**EXERCISE REQUIREMENTS:**
Tally the lines below that contain the word "snow" and reply with only that number.

**DATA ROWS:**

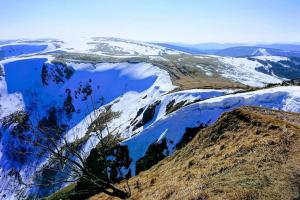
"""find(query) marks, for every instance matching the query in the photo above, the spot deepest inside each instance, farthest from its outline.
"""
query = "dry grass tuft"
(249, 153)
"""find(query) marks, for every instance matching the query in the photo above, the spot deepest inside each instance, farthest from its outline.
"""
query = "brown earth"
(249, 153)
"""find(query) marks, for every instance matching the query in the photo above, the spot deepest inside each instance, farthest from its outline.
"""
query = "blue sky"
(189, 21)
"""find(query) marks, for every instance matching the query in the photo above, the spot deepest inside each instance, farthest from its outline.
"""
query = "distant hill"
(244, 155)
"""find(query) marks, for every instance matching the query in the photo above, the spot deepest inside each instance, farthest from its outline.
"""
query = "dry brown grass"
(249, 153)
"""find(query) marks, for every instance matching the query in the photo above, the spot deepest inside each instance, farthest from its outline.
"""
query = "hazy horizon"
(190, 21)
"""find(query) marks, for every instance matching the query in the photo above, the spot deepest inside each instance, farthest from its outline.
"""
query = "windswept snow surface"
(244, 71)
(21, 48)
(172, 127)
(31, 81)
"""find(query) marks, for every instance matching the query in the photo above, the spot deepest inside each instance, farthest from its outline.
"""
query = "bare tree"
(66, 160)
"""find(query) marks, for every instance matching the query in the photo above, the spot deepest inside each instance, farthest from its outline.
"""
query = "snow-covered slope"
(173, 127)
(37, 87)
(26, 47)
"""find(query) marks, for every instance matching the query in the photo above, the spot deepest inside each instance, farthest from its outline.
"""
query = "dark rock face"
(57, 72)
(147, 115)
(68, 106)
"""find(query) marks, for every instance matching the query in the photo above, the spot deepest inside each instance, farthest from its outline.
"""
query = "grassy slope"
(182, 69)
(249, 153)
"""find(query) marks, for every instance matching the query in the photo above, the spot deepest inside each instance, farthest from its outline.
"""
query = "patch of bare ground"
(249, 153)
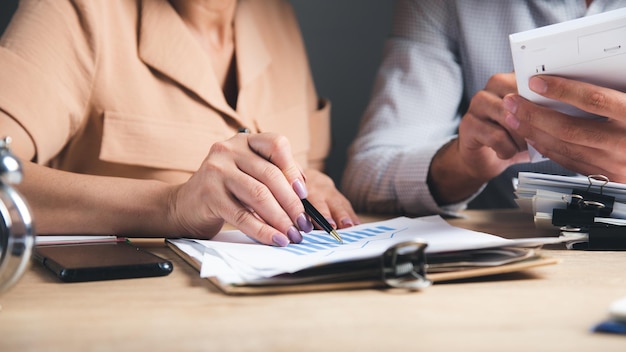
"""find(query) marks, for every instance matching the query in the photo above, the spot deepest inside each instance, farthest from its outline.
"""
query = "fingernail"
(511, 121)
(510, 104)
(280, 240)
(332, 223)
(538, 85)
(347, 222)
(304, 223)
(294, 235)
(300, 189)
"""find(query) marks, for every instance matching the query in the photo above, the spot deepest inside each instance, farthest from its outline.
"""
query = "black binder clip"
(581, 213)
(404, 266)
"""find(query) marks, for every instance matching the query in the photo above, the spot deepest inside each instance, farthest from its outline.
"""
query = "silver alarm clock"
(17, 233)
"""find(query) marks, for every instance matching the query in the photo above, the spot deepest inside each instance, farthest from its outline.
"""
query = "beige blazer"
(122, 88)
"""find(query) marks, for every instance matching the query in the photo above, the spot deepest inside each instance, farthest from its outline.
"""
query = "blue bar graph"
(320, 242)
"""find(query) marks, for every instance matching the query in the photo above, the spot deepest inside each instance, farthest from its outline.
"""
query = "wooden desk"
(549, 309)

**CORRECT RESPONSE:**
2